A combination of woven and plaited threads, bobbin lace probably originated in the Mediterranean region, but at what time is still undetermined. Until recently, surviving bobbins gave a date somewhere in the fifteenth century, but an archaeological dig in the eastern Mediterranean has yielded items positively identified by the local lace-makers as bobbins. This find offers a new date as far back as the third century.

From the 1550s onwards there are both pattern books and surviving examples of bobbin lace. Vast quantities of this lace were produced in the Renaissance era and afterwards, and the silver and gold lace of the courts of Europe would always have been produced with bobbins, the thread (linen coated with real silver and gold foil) too intractable for needle techniques.

Bobbin lace was taught in Ireland up to the 1920s but thereafter seems to have disappeared until its revival in Dublin in 1985 by Ann Keller. Ann became interested in making bobbin lace after studying Fine Arts but could not find a teacher in Ireland. She managed to find a teacher in the UK, and later enrolled in the English Lace School in Devon. On her return to Ireland Ann started giving classes in bobbin lace making, later also producing books of original patterns with instructions and developing methods of translating Irish Celtic design into workable Bobbin Lace patterns, which has brought Irish character to the lace and has proved popular. Today Bobbin lace is once again made with enthusiasm by many lace-makers throughout Ireland. Most make it purely as a therapeutic and rewarding hobby, but a few also market their work, mainly motif items such as brooches and pendants, but also collars, handkerchief and clothing trimmings, and wedding and christening lace, and most recently, jewellery, some embellished with crystals, pearls and charms. The new innovations appeal particularly to the young generation.

Data section ::
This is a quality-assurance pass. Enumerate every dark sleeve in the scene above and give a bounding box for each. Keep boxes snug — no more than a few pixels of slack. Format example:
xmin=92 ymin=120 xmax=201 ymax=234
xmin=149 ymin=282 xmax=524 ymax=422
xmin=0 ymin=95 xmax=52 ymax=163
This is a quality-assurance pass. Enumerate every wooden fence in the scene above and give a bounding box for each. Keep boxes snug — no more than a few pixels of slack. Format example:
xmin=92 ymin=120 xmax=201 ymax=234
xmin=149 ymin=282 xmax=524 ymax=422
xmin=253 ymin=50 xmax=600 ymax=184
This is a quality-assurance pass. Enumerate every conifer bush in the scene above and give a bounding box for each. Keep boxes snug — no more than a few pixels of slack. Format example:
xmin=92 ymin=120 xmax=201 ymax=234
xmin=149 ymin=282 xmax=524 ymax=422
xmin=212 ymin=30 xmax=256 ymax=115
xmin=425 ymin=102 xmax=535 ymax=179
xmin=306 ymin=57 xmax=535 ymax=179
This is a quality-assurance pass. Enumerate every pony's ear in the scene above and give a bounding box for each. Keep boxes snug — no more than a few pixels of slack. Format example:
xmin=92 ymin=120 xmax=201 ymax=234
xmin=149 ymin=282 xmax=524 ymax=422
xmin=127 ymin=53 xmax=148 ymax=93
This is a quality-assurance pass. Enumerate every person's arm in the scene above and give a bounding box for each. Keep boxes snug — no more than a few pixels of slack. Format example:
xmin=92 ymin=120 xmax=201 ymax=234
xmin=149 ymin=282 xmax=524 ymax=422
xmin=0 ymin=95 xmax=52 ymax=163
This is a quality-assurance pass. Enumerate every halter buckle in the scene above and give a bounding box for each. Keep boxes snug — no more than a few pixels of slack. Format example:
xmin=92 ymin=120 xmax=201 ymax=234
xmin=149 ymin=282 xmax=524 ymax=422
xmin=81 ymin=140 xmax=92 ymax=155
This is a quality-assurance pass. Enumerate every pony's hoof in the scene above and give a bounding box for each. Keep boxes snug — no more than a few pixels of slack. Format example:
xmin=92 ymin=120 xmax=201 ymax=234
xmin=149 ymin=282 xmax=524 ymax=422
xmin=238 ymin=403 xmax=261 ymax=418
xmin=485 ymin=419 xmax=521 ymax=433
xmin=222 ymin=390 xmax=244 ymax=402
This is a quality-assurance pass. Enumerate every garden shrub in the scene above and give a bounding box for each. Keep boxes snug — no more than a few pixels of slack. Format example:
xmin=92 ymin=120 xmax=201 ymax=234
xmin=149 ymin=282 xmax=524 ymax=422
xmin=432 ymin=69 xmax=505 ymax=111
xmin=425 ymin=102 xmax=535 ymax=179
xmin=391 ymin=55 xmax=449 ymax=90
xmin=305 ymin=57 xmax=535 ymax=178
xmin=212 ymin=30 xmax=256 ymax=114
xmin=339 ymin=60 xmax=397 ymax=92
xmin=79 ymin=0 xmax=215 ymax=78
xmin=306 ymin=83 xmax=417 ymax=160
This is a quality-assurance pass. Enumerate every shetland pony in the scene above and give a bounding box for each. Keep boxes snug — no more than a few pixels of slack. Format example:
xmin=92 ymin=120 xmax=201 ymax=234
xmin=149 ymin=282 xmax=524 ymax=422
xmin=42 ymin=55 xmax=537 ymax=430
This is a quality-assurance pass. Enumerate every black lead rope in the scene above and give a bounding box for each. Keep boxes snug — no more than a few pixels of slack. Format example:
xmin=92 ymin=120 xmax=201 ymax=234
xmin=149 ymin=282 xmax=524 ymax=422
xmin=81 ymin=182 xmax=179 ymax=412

Things to do ::
1 - List every century, decade, or year that the passage on bobbin lace mentions, in the order they first appear.
2 - From the passage on bobbin lace, print the part starting at "From the 1550s" and ending at "for needle techniques.".
The items are separate material and have no connection to the passage on bobbin lace.

List of solutions ::
1 -
fifteenth century
third century
1550s
1920s
1985

2 -
From the 1550s onwards there are both pattern books and surviving examples of bobbin lace. Vast quantities of this lace were produced in the Renaissance era and afterwards, and the silver and gold lace of the courts of Europe would always have been produced with bobbins, the thread (linen coated with real silver and gold foil) too intractable for needle techniques.